### EXTRACTED TEXT
+++
To not think it's not worth pursuing child maintenance

39 replies

helpmetoseeagain · 02/04/2019 21:13

I had such a bad day yesterday ! I don't think the stress of DD's dad is worth it anymore and I'm thinking to just stop pursuing child maintenance so myself and DD can get on with our lives.

DD's dad is one of those dads that we won't hear for 4-6 months at a time and then shows up out of the blue. He Is consistent for 2 months, then something happens and he goes like a genie. I warned him that if he does he's disappearing act again, that he should keep walking and doesn't turn back as he has done this for the past 7 years.

Anyway, we have had no contact from him in 3 months and DD is getting on. Yesterday was such a good day, I was glad my exam was over and thought I did really well. But I felt and it was so ironic, that when your day is too good something bad has got to happen to put me in place and I was right. Whilst I was out, I received a random call from my sister (we live together) that DD's dad has showed up and he would like to talk to me, alongside he's friend that I know.

I was honestly like "what the fuck". Anyway I reach home and I meet DD playing with her dad and kept saying "your back, your back". I then asked DD to play in her room.

Moving on, the reason why DD's dad came was because he wants me to stop pursuing child maintenance. He said he is in debt, he is about to lose hes home, he is only working 15 hours and cannot afford to provide for DD. I told him "that I gave you (him) chance after change to give me some money, I didn't hear from you when I texted you to ask what was going on, I warned you that I will pursue child maintenance and ask them to do a collect and service (where they do a direction of order) if I didn't receive any money).

He's friend then pipes up and tells me " I know you wants DDs dad to be a responsible father but have some compassion, he is in debt, a week ago he asked me to pay for he's electric. Your studying right ? Why can't you sacrifice your studies and get a job and provide for your DS yourself ?". He then adds " if DDs dad doesn't pay, then I will pay you the money". I told him to not be stupid , my child ain't he's responsibility.

I then asked DDs dad how much can he afford to pay, he said "Honestly... I have no money, I can give you 10 a month or maybe £20... but there will be a few months that I won't be able to pay". I told him that he can't be for real. He then starts shaking in anger (I know) and pipes up "why can't you leave me alone ?! Just drop the child maintenance and I won't have anything to do with DDs life". I replied to him "That I'm sorry but I want the best life for DD and unfortunately, I need your money. You can decide on whatever relationship you want with DD but you still have to provide for her".
+++
### THE PROBLEM
Pick up the forum post about pursuing child maintenance after its final sentence and continue writing it.
+++
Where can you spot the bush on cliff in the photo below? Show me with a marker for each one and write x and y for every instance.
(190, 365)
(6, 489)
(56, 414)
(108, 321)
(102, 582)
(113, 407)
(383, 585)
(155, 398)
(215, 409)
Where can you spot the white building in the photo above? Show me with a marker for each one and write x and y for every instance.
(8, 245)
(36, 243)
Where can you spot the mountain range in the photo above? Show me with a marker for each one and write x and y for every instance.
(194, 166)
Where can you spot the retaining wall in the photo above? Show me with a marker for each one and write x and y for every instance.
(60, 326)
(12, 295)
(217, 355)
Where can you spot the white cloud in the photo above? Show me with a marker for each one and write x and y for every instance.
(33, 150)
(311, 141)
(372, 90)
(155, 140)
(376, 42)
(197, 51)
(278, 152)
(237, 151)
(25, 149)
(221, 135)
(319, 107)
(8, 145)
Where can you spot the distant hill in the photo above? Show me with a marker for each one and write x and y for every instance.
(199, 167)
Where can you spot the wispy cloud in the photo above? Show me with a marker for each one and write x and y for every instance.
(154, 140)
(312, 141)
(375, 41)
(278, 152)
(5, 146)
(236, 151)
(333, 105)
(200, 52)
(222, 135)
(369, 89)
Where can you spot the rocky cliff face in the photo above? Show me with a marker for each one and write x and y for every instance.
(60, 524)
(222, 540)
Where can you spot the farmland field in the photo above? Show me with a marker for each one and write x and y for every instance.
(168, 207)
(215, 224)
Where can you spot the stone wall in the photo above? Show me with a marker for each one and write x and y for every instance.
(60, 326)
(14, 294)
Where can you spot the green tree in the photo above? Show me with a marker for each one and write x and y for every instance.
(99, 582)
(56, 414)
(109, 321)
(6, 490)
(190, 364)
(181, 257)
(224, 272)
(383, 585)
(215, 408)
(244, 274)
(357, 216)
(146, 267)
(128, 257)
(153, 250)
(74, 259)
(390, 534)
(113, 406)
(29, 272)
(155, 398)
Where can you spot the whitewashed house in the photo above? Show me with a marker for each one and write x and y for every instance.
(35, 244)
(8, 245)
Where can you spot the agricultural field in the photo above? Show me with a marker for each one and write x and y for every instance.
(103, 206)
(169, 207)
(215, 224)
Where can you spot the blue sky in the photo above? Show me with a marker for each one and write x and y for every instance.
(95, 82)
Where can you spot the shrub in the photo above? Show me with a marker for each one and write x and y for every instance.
+++
### RESULT OF THIS EXERCISE
He then gets up and starts shouting "I will give sign over my rights, I will let you have full custody of DD but drop this child maintenance, if you don't drop it, I will come for you".

I then told him to "get out" and he then went.

I cannot be arsed with this boy child, I'm thinking of leaving Child maintenance so myself and DD can have a peaceful nice. My friend told me that I shouldn't but if I don't do it, I have a death wish hanging over me.

OP posts:
Shitonthebloodything · 02/04/2019 21:29

Let him sign away his rights. I would. Not because of the threats but because you can both move on (you and DD) and it'll make you're life a whole lot easier.

If I had this chance years ago I'd have jumped at it.

Oh, and he's a massive cunt.

Thatnovembernight · 02/04/2019 21:30

I have no advice at all I’m afraid but what a nasty bastard he is. You have my total sympathy. And btw I totally get someone being in a serious financial hole and maybe asking for help or to take a temporary break or something but that’s not what he is doing here. He is trying to ‘sell’ his Contact with his child in return for not supporting her any more. If you have a child you must expect to contribute to their upbringing. He is appalling. He isn’t doing any childcare so he needs to pull his finger out and work full time hours and get himself out of this mess. He doesn’t sound like the type that will though, sadly.

DantesInferno · 02/04/2019 21:32

what a total and absolute cunt! why does he only work 15 hours?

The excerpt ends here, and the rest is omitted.